**TASK:** Please restate the following records word for word.
## start
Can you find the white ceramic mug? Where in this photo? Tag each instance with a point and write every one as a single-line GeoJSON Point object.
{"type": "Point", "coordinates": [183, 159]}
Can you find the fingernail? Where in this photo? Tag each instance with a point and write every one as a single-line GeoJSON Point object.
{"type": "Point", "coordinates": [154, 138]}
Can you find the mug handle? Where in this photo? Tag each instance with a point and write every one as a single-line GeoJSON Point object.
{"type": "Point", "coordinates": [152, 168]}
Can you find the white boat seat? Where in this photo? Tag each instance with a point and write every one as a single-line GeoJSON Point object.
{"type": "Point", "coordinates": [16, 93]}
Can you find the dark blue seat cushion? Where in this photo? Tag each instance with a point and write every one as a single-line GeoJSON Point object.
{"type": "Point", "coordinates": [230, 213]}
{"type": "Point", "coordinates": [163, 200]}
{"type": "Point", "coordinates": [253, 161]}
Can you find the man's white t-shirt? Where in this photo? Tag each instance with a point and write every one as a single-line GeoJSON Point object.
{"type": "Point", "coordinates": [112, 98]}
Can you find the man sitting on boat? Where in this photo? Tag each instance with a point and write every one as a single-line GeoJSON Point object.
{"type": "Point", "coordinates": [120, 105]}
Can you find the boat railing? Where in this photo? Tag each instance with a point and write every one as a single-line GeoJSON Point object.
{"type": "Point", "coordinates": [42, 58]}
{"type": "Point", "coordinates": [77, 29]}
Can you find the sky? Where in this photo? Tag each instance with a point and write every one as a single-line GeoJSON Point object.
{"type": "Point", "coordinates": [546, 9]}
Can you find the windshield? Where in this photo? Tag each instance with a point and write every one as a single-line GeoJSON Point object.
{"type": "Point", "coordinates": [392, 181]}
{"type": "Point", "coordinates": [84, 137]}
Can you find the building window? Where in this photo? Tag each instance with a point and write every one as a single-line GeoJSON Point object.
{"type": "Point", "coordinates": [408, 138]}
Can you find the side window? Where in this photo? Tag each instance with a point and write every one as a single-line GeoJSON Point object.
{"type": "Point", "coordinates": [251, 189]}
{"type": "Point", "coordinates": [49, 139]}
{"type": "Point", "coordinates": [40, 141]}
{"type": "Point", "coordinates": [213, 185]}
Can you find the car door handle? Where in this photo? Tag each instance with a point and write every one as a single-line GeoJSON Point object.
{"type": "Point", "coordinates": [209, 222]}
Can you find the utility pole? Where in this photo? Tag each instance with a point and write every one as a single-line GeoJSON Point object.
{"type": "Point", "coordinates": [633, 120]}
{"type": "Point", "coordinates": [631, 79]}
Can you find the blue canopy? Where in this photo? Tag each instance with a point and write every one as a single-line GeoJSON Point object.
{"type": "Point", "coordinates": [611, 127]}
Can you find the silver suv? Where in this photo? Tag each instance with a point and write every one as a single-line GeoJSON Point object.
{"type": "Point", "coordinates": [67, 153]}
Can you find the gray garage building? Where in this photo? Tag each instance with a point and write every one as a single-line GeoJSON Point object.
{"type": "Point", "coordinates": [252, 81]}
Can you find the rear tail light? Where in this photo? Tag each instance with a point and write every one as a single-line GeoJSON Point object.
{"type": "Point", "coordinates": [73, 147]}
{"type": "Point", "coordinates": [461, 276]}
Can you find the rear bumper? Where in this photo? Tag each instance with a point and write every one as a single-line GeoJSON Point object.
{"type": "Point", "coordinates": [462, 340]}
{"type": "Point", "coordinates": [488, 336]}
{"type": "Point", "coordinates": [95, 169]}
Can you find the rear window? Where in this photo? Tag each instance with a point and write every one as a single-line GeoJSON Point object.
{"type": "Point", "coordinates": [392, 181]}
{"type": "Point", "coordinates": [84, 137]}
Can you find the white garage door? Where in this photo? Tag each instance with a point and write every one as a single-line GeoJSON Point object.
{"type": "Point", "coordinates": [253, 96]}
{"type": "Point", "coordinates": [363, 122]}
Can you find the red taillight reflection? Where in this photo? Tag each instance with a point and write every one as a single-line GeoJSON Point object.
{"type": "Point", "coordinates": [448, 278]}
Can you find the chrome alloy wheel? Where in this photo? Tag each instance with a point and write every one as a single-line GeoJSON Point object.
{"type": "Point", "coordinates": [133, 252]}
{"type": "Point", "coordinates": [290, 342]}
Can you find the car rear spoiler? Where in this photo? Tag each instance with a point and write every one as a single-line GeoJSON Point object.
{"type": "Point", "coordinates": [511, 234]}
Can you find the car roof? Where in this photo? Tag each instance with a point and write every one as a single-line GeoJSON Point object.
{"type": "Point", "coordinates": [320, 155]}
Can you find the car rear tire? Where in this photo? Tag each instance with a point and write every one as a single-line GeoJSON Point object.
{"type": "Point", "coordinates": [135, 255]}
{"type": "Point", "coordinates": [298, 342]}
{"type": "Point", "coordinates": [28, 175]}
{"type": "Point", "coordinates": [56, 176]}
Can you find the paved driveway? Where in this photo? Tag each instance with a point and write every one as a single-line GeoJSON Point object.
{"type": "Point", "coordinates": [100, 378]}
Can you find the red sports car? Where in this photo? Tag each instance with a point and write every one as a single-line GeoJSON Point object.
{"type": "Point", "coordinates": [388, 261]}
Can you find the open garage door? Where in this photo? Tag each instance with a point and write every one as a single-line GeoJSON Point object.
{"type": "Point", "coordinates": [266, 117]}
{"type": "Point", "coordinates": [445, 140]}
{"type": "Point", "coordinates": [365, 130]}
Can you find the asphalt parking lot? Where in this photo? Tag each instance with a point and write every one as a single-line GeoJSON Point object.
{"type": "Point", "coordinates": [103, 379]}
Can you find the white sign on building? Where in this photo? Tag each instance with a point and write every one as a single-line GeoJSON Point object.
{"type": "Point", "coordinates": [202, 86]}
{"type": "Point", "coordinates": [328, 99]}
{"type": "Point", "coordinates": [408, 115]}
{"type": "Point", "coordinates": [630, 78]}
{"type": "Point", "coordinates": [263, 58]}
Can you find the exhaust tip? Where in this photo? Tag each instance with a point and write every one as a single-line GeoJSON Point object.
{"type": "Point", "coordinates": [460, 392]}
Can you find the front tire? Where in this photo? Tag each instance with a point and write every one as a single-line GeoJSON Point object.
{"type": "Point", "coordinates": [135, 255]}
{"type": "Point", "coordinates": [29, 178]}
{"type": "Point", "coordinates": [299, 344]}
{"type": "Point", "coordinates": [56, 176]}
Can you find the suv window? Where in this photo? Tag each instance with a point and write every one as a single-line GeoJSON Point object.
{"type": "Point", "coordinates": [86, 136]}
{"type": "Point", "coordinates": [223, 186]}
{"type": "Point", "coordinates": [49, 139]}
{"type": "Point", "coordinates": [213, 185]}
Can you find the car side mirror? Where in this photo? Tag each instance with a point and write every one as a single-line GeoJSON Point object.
## end
**SOLUTION:**
Can you find the white ceramic mug? Where in this photo? Tag each instance with a point and write every one as a single-line GeoJSON Point object.
{"type": "Point", "coordinates": [183, 159]}
Can you find the fingernail? Where in this photo? Tag each instance with a point and write every one as a single-line GeoJSON Point object.
{"type": "Point", "coordinates": [154, 138]}
Can you find the mug handle? Where in this photo? Tag each instance with a point and write every one as a single-line GeoJSON Point object.
{"type": "Point", "coordinates": [152, 168]}
Can you find the white boat seat? Where in this photo? Tag each instance with a point and write every one as a single-line GeoJSON Point object.
{"type": "Point", "coordinates": [16, 93]}
Can you find the dark blue seat cushion? Where in this photo? Tag each instance with a point and write every one as a single-line GeoJSON Point object.
{"type": "Point", "coordinates": [230, 213]}
{"type": "Point", "coordinates": [163, 200]}
{"type": "Point", "coordinates": [253, 161]}
Can you find the man's white t-shirt? Where in this photo? Tag each instance with a point and write every one as a single-line GeoJSON Point object.
{"type": "Point", "coordinates": [112, 98]}
Can you find the man sitting on boat? Where in this photo? Tag each instance with a point and write every one as a single-line GeoJSON Point object.
{"type": "Point", "coordinates": [120, 105]}
Can you find the boat railing? Where in this photo? Tag each instance with a point and write every one as a single-line GeoJSON Point object.
{"type": "Point", "coordinates": [42, 58]}
{"type": "Point", "coordinates": [77, 29]}
Can you find the sky? Where in this photo? Tag each instance with a point and write every one as a single-line GeoJSON Point object.
{"type": "Point", "coordinates": [546, 9]}
Can you find the windshield? Where in this photo? Tag each instance with a point and write every one as a single-line GeoJSON Point object.
{"type": "Point", "coordinates": [392, 181]}
{"type": "Point", "coordinates": [84, 137]}
Can you find the building window? Where in this photo? Tag each instance with a point and write every one as a single-line GeoJSON Point object.
{"type": "Point", "coordinates": [408, 138]}
Can you find the side window? Where in this photo? Tag each instance with a point and write every one as a single-line GeoJSON Point object.
{"type": "Point", "coordinates": [251, 189]}
{"type": "Point", "coordinates": [49, 139]}
{"type": "Point", "coordinates": [40, 141]}
{"type": "Point", "coordinates": [213, 185]}
Can you find the car door handle? Where in this photo? Tag each instance with a point and write every one as a single-line GeoJSON Point object.
{"type": "Point", "coordinates": [209, 222]}
Can you find the utility pole? Where in this photo? Tag each instance with a point and write every one as a single-line GeoJSON Point object.
{"type": "Point", "coordinates": [633, 120]}
{"type": "Point", "coordinates": [631, 79]}
Can you find the blue canopy? Where in this photo? Tag each instance with a point and write every one as a single-line GeoJSON Point object.
{"type": "Point", "coordinates": [611, 127]}
Can you find the silver suv? Where in this photo? Tag each instance with a point and write every one as a single-line GeoJSON Point object.
{"type": "Point", "coordinates": [67, 153]}
Can you find the gray garage building? Where in this photo? Tag each instance with a point and write every one as a single-line GeoJSON Point object.
{"type": "Point", "coordinates": [252, 81]}
Can you find the rear tail light? Where in this photo? Tag each instance with a point and write every one as a single-line GeoJSON Point object.
{"type": "Point", "coordinates": [73, 147]}
{"type": "Point", "coordinates": [461, 276]}
Can you find the rear bumper? Where in this photo? Tag each instance with a point and write every one as a single-line GeoJSON Point object.
{"type": "Point", "coordinates": [462, 340]}
{"type": "Point", "coordinates": [488, 336]}
{"type": "Point", "coordinates": [95, 169]}
Can you find the rear window? Where in this photo? Tag each instance with a point and write every one as a single-line GeoJSON Point object.
{"type": "Point", "coordinates": [392, 181]}
{"type": "Point", "coordinates": [84, 137]}
Can you find the white garage door? Where in this photo? Tag each instance with a point and write every one as a single-line GeoJSON Point object.
{"type": "Point", "coordinates": [253, 96]}
{"type": "Point", "coordinates": [363, 122]}
Can you find the red taillight reflection? Where in this photo? Tag each instance with a point and write every one as a single-line GeoJSON Point object.
{"type": "Point", "coordinates": [448, 278]}
Can you find the chrome alloy wheel? Where in this photo? Tag each instance with a point and write every one as a single-line GeoJSON Point object.
{"type": "Point", "coordinates": [133, 252]}
{"type": "Point", "coordinates": [290, 342]}
Can you find the car rear spoiler? Where in this photo? Tag each instance with a point and write every one as a single-line GeoJSON Point object.
{"type": "Point", "coordinates": [511, 234]}
Can you find the car roof? Where in this photo? Tag each instance with a point and write every one as a single-line GeoJSON Point object.
{"type": "Point", "coordinates": [320, 155]}
Can you find the car rear tire? Where in this photo? Tag each instance with a point and write every one as a single-line GeoJSON Point object.
{"type": "Point", "coordinates": [135, 255]}
{"type": "Point", "coordinates": [298, 342]}
{"type": "Point", "coordinates": [28, 175]}
{"type": "Point", "coordinates": [56, 176]}
Can you find the paved driveway? Where in this photo? Tag each instance with a point and write every one as a single-line GeoJSON Point object.
{"type": "Point", "coordinates": [100, 378]}
Can you find the red sports car? Where in this photo? Tag each instance with a point and write every one as a single-line GeoJSON Point object.
{"type": "Point", "coordinates": [388, 261]}
Can you find the open garage door? Where in this photo? Tag each instance with a point and write every one as a single-line GeoJSON Point object.
{"type": "Point", "coordinates": [266, 117]}
{"type": "Point", "coordinates": [445, 140]}
{"type": "Point", "coordinates": [365, 130]}
Can you find the asphalt parking lot? Where in this photo? Tag each instance with a point and write every one as a single-line GeoJSON Point object.
{"type": "Point", "coordinates": [103, 379]}
Can you find the white sign on building? Where in this photo? Tag each instance with a point and write every one as a single-line GeoJSON Point object.
{"type": "Point", "coordinates": [202, 86]}
{"type": "Point", "coordinates": [328, 99]}
{"type": "Point", "coordinates": [408, 115]}
{"type": "Point", "coordinates": [630, 78]}
{"type": "Point", "coordinates": [263, 58]}
Can you find the exhaust tip? Where in this photo? Tag each instance with a point and write every one as a single-line GeoJSON Point object.
{"type": "Point", "coordinates": [460, 392]}
Can you find the front tire? Where in this photo? Tag each instance with a point and write every one as a single-line GeoJSON Point object.
{"type": "Point", "coordinates": [135, 255]}
{"type": "Point", "coordinates": [29, 178]}
{"type": "Point", "coordinates": [299, 344]}
{"type": "Point", "coordinates": [56, 176]}
Can you find the suv window? Where in this photo? Tag each instance with a point and write every one as a single-line GeoJSON Point object.
{"type": "Point", "coordinates": [86, 136]}
{"type": "Point", "coordinates": [223, 186]}
{"type": "Point", "coordinates": [49, 139]}
{"type": "Point", "coordinates": [213, 185]}
Can you find the car side mirror? Where in this photo? Tag each instance with a point and write every one as a single-line GeoJSON Point object.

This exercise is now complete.